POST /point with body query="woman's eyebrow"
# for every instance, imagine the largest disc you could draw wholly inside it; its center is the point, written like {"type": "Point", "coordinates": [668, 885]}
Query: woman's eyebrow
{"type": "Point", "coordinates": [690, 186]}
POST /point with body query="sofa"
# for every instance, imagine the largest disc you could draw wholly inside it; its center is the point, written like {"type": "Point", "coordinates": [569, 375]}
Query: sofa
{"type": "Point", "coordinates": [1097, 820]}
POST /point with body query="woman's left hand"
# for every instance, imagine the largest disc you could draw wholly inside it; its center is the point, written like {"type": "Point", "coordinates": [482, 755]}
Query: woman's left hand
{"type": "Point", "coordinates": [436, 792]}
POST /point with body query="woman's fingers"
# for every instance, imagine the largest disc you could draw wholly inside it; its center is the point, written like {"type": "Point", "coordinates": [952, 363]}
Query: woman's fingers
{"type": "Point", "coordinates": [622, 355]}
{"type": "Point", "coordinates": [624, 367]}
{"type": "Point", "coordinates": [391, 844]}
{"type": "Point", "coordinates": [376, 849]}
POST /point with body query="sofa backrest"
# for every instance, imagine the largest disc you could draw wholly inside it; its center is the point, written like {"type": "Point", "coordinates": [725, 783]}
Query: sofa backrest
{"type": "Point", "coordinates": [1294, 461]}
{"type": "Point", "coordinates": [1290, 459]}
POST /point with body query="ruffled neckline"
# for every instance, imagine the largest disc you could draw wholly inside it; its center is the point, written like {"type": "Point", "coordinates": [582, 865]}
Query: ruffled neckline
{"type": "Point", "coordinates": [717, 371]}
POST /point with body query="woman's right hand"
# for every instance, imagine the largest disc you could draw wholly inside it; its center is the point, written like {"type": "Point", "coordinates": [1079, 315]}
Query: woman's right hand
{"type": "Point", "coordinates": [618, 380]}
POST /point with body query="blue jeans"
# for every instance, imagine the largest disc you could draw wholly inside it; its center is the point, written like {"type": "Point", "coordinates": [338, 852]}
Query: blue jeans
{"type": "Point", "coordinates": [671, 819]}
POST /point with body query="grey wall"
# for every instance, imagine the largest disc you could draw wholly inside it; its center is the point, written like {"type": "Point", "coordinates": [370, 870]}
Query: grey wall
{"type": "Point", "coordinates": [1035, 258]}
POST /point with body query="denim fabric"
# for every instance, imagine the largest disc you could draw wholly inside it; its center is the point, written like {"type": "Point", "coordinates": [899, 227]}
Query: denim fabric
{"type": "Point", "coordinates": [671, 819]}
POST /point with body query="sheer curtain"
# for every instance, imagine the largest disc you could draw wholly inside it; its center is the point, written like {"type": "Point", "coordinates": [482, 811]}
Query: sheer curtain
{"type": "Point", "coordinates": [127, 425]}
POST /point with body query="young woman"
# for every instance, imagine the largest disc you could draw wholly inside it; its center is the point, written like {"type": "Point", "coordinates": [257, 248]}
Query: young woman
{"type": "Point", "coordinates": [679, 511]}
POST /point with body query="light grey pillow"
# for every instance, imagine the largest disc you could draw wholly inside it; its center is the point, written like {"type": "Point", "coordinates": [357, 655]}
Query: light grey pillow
####################
» **BRIEF**:
Repeat the records above exactly.

» **SOLUTION BELOW**:
POST /point with body query="woman's eyebrow"
# for every instance, imagine the largest disc you could draw wholly inside it; its center is the point, written like {"type": "Point", "coordinates": [668, 885]}
Query: woman's eyebrow
{"type": "Point", "coordinates": [690, 186]}
POST /point with body query="sofa"
# for every instance, imagine the largest disc you could draw wholly inside it; its center is the point, written like {"type": "Point", "coordinates": [569, 375]}
Query: sofa
{"type": "Point", "coordinates": [1097, 820]}
POST /point with body query="woman's left hand"
# for every instance, imagine the largest disc you could draw wholly inside it; its center is the point, written like {"type": "Point", "coordinates": [482, 755]}
Query: woman's left hand
{"type": "Point", "coordinates": [436, 792]}
POST /point with body query="woman's fingers"
# for every instance, imagine the largest disc you could draw wholly inside it; its center is the point, written like {"type": "Point", "coordinates": [952, 363]}
Query: woman's fingers
{"type": "Point", "coordinates": [622, 355]}
{"type": "Point", "coordinates": [624, 367]}
{"type": "Point", "coordinates": [391, 844]}
{"type": "Point", "coordinates": [376, 849]}
POST /point with body query="sofa backrest"
# for every instance, imagine the largest disc you could draw wholly inside it; its center is the point, written like {"type": "Point", "coordinates": [725, 783]}
Query: sofa backrest
{"type": "Point", "coordinates": [1294, 461]}
{"type": "Point", "coordinates": [1290, 459]}
POST /point with body query="ruffled neckline"
# for every instance, imagine the largest disc you could draw wholly inside it; its center is the point, written like {"type": "Point", "coordinates": [582, 865]}
Query: ruffled neckline
{"type": "Point", "coordinates": [717, 371]}
POST /point with body query="woman's right hand"
# for every instance, imagine the largest disc you could draw wholly inside it; its center is the point, written like {"type": "Point", "coordinates": [1079, 315]}
Query: woman's right hand
{"type": "Point", "coordinates": [618, 380]}
POST /point with body query="blue jeans"
# for every instance, imagine the largest disc you could draw wholly inside it; its center is the point, written like {"type": "Point", "coordinates": [338, 852]}
Query: blue jeans
{"type": "Point", "coordinates": [671, 819]}
POST /point with body query="grey wall"
# for every instance, imagine the largest disc you could draw wholly inside it; its center is the point, written like {"type": "Point", "coordinates": [370, 870]}
Query: grey wall
{"type": "Point", "coordinates": [1035, 258]}
POST /point with body query="denim fabric"
# for every instance, imagine the largest disc you could draw wholly inside it; its center is the point, written like {"type": "Point", "coordinates": [899, 227]}
Query: denim fabric
{"type": "Point", "coordinates": [671, 819]}
POST /point with body query="sheer curtain"
# for every instance, imagine the largest disc you could draw wholly inside it; its center is the point, written like {"type": "Point", "coordinates": [482, 811]}
Query: sheer curtain
{"type": "Point", "coordinates": [127, 425]}
POST /point with body query="young woman"
# for every instance, imagine the largest disc you could draw wholly inside it; its center is the point, written like {"type": "Point", "coordinates": [257, 248]}
Query: young woman
{"type": "Point", "coordinates": [679, 511]}
POST /point with body query="light grey pillow"
# for every instance, imagine the largest disc you could draw wholly inside it; its center is the point, written like {"type": "Point", "coordinates": [357, 655]}
Query: light grey pillow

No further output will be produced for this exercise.